=== EXERCISE GOAL ===
Below are some entries; can you quote all of them exactly?

— begin DATA PROVIDED —

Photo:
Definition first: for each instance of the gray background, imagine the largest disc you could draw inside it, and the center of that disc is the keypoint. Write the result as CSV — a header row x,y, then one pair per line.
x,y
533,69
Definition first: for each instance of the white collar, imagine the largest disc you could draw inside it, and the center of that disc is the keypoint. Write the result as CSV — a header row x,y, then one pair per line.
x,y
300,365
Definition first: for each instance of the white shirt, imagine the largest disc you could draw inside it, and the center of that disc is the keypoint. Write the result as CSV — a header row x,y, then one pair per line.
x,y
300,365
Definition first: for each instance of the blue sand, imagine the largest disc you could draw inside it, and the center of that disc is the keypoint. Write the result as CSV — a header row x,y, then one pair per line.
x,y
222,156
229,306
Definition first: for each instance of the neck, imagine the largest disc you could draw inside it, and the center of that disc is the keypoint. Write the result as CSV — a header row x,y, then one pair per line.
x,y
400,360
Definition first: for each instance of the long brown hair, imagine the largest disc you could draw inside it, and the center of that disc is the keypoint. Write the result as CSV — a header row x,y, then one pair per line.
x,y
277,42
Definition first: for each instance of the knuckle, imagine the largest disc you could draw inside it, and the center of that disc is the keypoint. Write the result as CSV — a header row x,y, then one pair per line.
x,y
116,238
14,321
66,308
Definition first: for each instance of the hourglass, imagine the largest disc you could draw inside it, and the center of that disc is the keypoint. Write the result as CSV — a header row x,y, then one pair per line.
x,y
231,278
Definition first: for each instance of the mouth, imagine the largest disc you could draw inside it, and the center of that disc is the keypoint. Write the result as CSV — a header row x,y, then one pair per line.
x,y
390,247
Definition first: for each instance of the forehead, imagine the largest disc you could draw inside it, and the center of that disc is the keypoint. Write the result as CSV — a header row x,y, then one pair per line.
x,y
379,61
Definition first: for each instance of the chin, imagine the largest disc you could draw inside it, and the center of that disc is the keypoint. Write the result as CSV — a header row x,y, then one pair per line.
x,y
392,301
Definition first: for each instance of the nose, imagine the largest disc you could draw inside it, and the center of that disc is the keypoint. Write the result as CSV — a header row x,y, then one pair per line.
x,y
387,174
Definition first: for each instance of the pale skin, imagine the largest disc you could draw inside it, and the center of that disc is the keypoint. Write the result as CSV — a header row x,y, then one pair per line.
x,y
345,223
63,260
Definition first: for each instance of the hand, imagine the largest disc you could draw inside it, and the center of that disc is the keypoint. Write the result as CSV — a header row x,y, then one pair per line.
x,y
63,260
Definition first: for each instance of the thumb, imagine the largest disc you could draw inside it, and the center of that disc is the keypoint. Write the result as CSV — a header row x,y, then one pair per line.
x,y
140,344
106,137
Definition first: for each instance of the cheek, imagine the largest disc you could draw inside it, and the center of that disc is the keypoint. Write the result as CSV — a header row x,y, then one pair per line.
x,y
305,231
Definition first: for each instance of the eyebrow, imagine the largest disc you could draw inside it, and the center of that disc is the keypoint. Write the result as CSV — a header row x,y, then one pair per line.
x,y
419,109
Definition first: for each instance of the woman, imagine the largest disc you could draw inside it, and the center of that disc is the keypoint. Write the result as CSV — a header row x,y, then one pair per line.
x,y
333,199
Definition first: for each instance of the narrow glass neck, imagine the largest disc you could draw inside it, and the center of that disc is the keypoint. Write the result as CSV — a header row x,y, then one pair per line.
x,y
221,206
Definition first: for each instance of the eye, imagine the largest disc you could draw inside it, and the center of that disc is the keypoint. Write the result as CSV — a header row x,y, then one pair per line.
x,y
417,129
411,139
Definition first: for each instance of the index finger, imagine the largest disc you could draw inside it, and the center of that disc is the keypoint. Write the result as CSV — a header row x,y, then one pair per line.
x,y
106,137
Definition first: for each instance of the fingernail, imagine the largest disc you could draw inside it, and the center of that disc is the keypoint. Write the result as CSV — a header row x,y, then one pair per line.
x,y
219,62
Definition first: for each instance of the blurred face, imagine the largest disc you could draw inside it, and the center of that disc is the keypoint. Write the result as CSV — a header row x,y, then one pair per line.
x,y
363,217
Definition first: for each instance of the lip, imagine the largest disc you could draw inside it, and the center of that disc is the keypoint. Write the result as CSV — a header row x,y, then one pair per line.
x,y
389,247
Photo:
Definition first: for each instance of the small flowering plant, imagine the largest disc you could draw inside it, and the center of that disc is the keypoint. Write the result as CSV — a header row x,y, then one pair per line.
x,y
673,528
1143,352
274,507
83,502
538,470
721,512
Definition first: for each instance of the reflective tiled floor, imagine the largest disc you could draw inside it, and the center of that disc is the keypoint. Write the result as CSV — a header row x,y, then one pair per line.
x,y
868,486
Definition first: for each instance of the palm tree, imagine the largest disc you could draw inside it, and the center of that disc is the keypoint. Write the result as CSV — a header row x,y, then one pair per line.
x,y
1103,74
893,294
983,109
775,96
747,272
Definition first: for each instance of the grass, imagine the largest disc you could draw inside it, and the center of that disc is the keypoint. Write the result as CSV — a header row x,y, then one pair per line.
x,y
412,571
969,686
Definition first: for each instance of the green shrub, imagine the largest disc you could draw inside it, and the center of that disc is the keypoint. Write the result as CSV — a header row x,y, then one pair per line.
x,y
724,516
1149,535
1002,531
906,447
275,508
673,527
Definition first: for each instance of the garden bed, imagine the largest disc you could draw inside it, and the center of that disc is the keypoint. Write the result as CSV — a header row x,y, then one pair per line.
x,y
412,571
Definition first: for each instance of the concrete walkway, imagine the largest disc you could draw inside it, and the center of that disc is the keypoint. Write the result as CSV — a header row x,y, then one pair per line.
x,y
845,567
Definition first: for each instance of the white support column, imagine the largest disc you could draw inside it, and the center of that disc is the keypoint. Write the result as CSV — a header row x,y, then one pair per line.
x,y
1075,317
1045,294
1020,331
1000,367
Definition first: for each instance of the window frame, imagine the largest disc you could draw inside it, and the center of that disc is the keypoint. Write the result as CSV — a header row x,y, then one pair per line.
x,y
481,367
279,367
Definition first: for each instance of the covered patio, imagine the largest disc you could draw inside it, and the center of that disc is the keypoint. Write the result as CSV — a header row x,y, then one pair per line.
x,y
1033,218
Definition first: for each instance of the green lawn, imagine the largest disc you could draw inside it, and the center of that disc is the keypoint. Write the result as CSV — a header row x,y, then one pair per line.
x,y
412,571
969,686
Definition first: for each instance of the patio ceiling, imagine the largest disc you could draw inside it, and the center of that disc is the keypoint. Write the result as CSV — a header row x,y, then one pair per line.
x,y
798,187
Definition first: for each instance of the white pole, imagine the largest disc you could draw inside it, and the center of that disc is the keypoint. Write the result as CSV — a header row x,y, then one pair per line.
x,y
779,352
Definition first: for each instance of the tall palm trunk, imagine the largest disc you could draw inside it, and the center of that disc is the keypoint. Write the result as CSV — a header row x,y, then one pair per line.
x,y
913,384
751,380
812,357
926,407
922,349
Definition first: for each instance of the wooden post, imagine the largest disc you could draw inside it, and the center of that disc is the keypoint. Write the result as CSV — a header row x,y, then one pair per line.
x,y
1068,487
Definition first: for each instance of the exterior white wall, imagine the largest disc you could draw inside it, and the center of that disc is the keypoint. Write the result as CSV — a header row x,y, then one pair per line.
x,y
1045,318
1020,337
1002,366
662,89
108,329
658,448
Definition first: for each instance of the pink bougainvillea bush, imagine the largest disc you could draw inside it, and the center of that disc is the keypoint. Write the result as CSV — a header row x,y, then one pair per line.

— end DATA PROVIDED —

=== OUTPUT FOR THIS TASK ===
Photo:
Definition first: for each instance of the gray background, imagine the largest disc you could draw inside it, and the center of that disc is the keypoint. Write the result as CSV — a header row x,y, then one pair per line.
x,y
533,69
Definition first: for each instance of the white collar, imagine the largest disc you could draw inside it, and the center of that disc is the keypoint. Write the result as CSV — a header row x,y, then one pair per line.
x,y
300,365
Definition first: for each instance of the white shirt, imagine the largest disc you could draw inside it, and the center of that disc is the keypoint. Write the result as CSV — a header row x,y, then one pair per line.
x,y
300,365
Definition first: for each instance of the blue sand, imagine the largest disc you could draw inside it, and the center of that disc is the keypoint. Write the result as CSV — a header row x,y, then one pair per line.
x,y
222,156
229,306
Definition first: for each instance of the neck, imagine the largest disc you could draw inside it, and the center of that disc is the keypoint. Write the result as CSV — a header row x,y, then one pair per line.
x,y
400,360
Definition first: for each instance of the long brown hair, imagine the largest disc you could draw inside it, and the center of that disc is the keypoint. Write the result as CSV — a header row x,y, then one pair per line.
x,y
277,42
Definition first: for each instance of the knuckle, imagine the largest disc you could draw inside it, and the center of that disc is the keypoint. Write the result as CSV — a header row x,y, then one pair per line.
x,y
116,238
14,321
66,308
Definition first: for each instance of the hourglass, imagine the largest disc you could draw inside it, and the center of that disc is the keypoint. Write the result as CSV — a header row x,y, then one pair per line.
x,y
231,278
Definition first: for each instance of the mouth, imagine the largest disc you could draw inside it, and the center of that disc is the keypoint. Write the result as CSV — a header row x,y, then one pair per line.
x,y
390,247
Definition first: for each instance of the forehead, imagine the largest disc you could draw inside it, and the center of that disc is the keypoint. Write the result as CSV — a header row x,y, then one pair per line.
x,y
379,61
Definition first: for each instance of the chin, imagine the largest disc you could draw inside it, and the center of that disc is the keypoint. Write the result as CSV — a header row x,y, then one pair per line.
x,y
392,301
Definition first: for each instance of the nose, imagine the largest disc you could draw inside it, and the center of that disc is the keypoint. Write the result as CSV — a header row x,y, then one pair per line.
x,y
387,174
Definition first: for each instance of the pale skin, imagine the largest disc you could draw inside it, and the center of that disc is the keypoint. Write the result as CSV — a header row x,y, then one pair per line.
x,y
345,223
63,260
Definition first: for each instance of the hand, imagine the largest disc you could draw inside it, and the center of that disc is the keypoint. Write the result as CSV — a header row x,y, then one pair per line.
x,y
63,260
Definition first: for each instance of the thumb, imagine the largest disc you could draw inside it, and the center of that disc is the keypoint. Write the result as CSV — a header row x,y, then one pair per line.
x,y
140,344
106,137
Definition first: for each instance of the cheek, imagine the largest disc you could draw inside it, and the center of that disc is the keypoint. Write the result as CSV — a header row x,y, then one pair per line.
x,y
305,231
Definition first: for each instance of the eyebrow, imagine the largest disc you could draw inside it, and the center of that disc is the keypoint. Write the result as CSV — a header row x,y, then one pair per line.
x,y
419,109
Definition first: for each instance of the woman, imagine the largest disc you could draw inside it, and the center of that disc is the keypoint. Write the result as CSV — a header row x,y, then one pair per line.
x,y
333,199
Definition first: for each instance of the narrow glass neck, imagine the largest disc you could draw inside it, and the center of that disc is the keypoint. Write the result as CSV — a header row x,y, then one pair per line.
x,y
221,206
Definition first: for each instance of the eye, imagine the largest disc you could draw inside it, and the center of that disc is the keypoint. Write the result as CSV — a header row x,y, then one pair per line.
x,y
417,129
411,139
Definition first: for each instance of the index finger, imagine the largest disc you could draw inside it, and the center of that disc is the keypoint. Write the result as CSV — a header row x,y, then one pair per line.
x,y
106,137
Definition first: for each instance of the fingernail, imagine the largest disc you could draw inside it, and the center of that disc is the keypoint. Write the result as CSV — a header row x,y, then one pair per line.
x,y
219,62
Definition first: for each instance of the blurred face, imagine the largest disc you could draw inside it, and the center of that disc is the keypoint. Write the result as CSV — a header row x,y, then one pair per line.
x,y
363,217
Definition first: for each instance of the lip, imagine the largest disc you could draw inside it, and the center of that disc is the keypoint. Write the result as CSV — a header row x,y, then one pair per line.
x,y
389,247
Photo:
Definition first: for each instance of the small flowering plant, imagine the largest disc you could draw inside it, and the center of that disc is the keypoint. Write the result as CSV — a header row x,y, then one pair per line.
x,y
673,528
1143,352
274,507
83,502
538,470
721,512
Definition first: for each instance of the reflective tiled floor, imagine the largest disc you could draw inside it, and the center of that disc is the keypoint. Write the result as CSV — a header row x,y, then one pair per line.
x,y
868,486
Definition first: for each instance of the palm tree, imagine the largest disc you could draw inside it, and the center of that disc is the keypoint. Write the result as CSV — a header row x,y, then one pair per line.
x,y
1103,74
893,294
983,109
775,96
747,272
Definition first: for each instance of the grass, imagine the largest disc you could draw inside it, and the center of that disc is the keypoint. Write the result as CSV — a header row x,y, then one pair per line.
x,y
412,571
969,686
Definition first: for each instance of the green shrub, imagine the largest disc you could draw inside it, and the center of that disc is the keypoint. Write the result as CSV — a header row x,y, then one pair per line.
x,y
724,516
1149,535
1002,531
906,447
275,508
673,527
Definition first: for each instance of the garden bed, imagine the largest disc you could draw inside it, and the center of that disc is the keypoint. Write the result as CSV — a header row x,y, then one pair per line.
x,y
412,571
Definition first: for each instance of the concrete walkway, imagine the largest disc you could draw inside it, and the center of that disc is the keypoint. Write the result as CSV — a header row x,y, then one pair per line.
x,y
845,567
Definition first: for each instance of the white support column, imagine the largest disc you could draw inside it, and the center of that disc is the keypoint. Write the result as CSV — a header row x,y, then one pair per line.
x,y
1075,317
1045,294
1020,331
1000,367
Definition first: for each instance of the window frame, imagine the largest disc you could draw inside it, and the center of that disc is the keypoint. Write the result as CSV — a header row x,y, then one pair per line.
x,y
481,367
279,367
Definition first: for each instance of the covered patio, imagine the largest disc you could draw inside it, and the center of that disc is the keypoint. Write the result as CSV — a header row x,y, then one pair per line.
x,y
1033,218
Definition first: for each instance of the green lawn, imagine the largest disc you could draw inside it, and the center of that disc is the keypoint. Write the result as CSV — a header row x,y, then one pair per line.
x,y
412,571
969,686
Definition first: for each instance of the patio ceiling, imagine the largest disc you could draw inside it, and the center of that disc is the keypoint. Write the result as CSV — a header row x,y, then one pair per line.
x,y
798,187
Definition first: for each instance of the white pole, imagine the largest disc you could draw inside it, and the center of that disc is the keypoint. Write the result as CSV — a header row x,y, then one pair per line.
x,y
779,352
Definition first: for each instance of the tall palm trunk, imagine the largest disc you could draw inside it, and the center of that disc is the keypoint. Write the result as CSV — a header row x,y, then one pair per line.
x,y
913,384
751,380
812,357
926,407
922,349
Definition first: for each instance of the wooden post, imagine the largest disc you could draw inside it, and the center of that disc is the keypoint. Write the result as CSV — a header row x,y, then one pair per line.
x,y
1068,487
Definition first: for each instance of the exterior white wall, imagine the largest disc you could draw inside it, and the center of that disc is the keypoint. Write the result as CSV — a header row x,y, then one pair per line.
x,y
1045,318
1020,337
1002,366
662,89
108,329
658,448
Definition first: for each instance of the pink bougainvillea bush, imagine the largest disc you could draw inside it, and the center of that disc is the keypoint. Write the result as CSV — a header row x,y, then one pair per line.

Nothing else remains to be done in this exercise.